Kullanıcı Aletleri

Site Aletleri


istisare

İstişare

  • Şûrâ, ilk mîrasçılar gibi günümüzün kutsileri için de en hayâtî bir vasıf, en esaslı bir kuraldır. Kur’ân’a göre o, mü’min bir toplumun en bariz alâmeti ve İslâm’a gönül vermiş bir cemaatin en önemli hususiyetidir. Kur’ân-ı Kerim’de şûrâ, namaz ve infakla aynı çizgide zikredilir ve ‘Onlar (öyle kimselerdir) ki, Rabbilerinin çağrısına icâbet eder ve namazı dosdoğru kılarlar; onların işleri kendi aralarında şûrâ iledir; kendilerine rızık olarak verdiğimizden de infakta bulunurlar.’ (Şûrâ, 42/38) buyurularak, şûrânın ibadet ölçüsünde bir muâmele olduğu hatırlatılır. Evet, bu İlâhî emirde, Allah’ın çağrısına icâbet ve bu icâbetin gereği ve neticesi sayılan namaz-şûrâ-infak zikredilerek bu hayâtî meselenin önemi vurgulanmıştır.”1)

Sağlanan bilgiler -
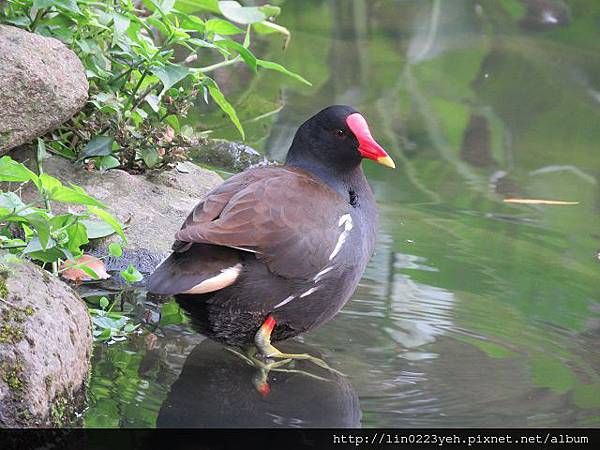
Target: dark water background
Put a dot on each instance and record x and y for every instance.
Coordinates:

Verilen görev -
İstişare hakkındaki metne göre Kur'ân-ı Kerim'de şûrâ hangi ikisiyle aynı çizgide zikredilir? Lütfen kısaca yanıtlayın. Materyalin bu metinle hiçbir ilgisi yoktur.

Tamamlanan görev -
Namaz ve infakla.